Reproduce all of the records below verbatim, leaving out the pictures.

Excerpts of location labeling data

============================================================

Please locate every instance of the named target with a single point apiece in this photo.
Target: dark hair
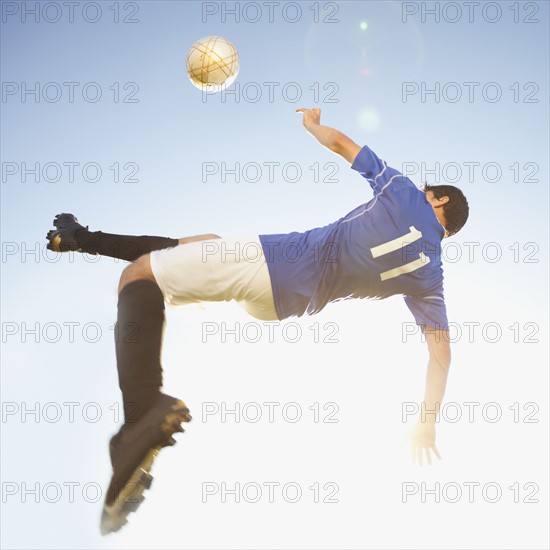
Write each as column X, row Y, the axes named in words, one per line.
column 456, row 210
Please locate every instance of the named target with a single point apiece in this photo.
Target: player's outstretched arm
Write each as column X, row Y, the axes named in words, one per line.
column 329, row 137
column 423, row 434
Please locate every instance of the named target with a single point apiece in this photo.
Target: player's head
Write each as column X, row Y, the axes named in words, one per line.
column 453, row 203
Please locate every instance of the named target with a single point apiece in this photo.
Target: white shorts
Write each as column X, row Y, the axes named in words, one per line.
column 216, row 270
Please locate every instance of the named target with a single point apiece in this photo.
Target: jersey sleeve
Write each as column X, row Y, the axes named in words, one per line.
column 429, row 311
column 377, row 172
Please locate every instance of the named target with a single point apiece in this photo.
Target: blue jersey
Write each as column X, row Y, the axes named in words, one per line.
column 389, row 245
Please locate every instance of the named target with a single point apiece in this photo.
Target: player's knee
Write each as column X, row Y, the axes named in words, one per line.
column 137, row 271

============================================================

• _The result_:
Please locate every instance of the named target with a single point apiece in this photo.
Target: dark hair
Write each as column X, row Y, the axes named in words, one per line.
column 456, row 210
Please locate every instance of the named target with a single point apiece in this photo.
Target: player's outstretched arm
Write each as column X, row Y, the axes named in words, one per line.
column 329, row 137
column 423, row 434
Please locate every instance of the named target with a single point apiece in this photo.
Target: player's head
Write each as column X, row Y, the axes named in words, one per line.
column 453, row 203
Please locate every instance of the named target with a single point apiece in this photo.
Target: white shorts
Write each as column X, row Y, the axes named in words, one per line.
column 216, row 270
Please locate every instance of the named target with a single point apiece in this photo.
Target: jersey sleeve
Write each as column X, row Y, the axes named in words, one per line.
column 429, row 311
column 377, row 172
Please locate every instance of the named target with a single point apiece in this photo.
Target: blue jersey
Write each as column X, row Y, the axes named in words, one per line.
column 389, row 245
Please locate every instance of the named target with a single point apiece in this photo.
Target: player's knee
Write each as column X, row Y, the axes named in words, one per line.
column 137, row 271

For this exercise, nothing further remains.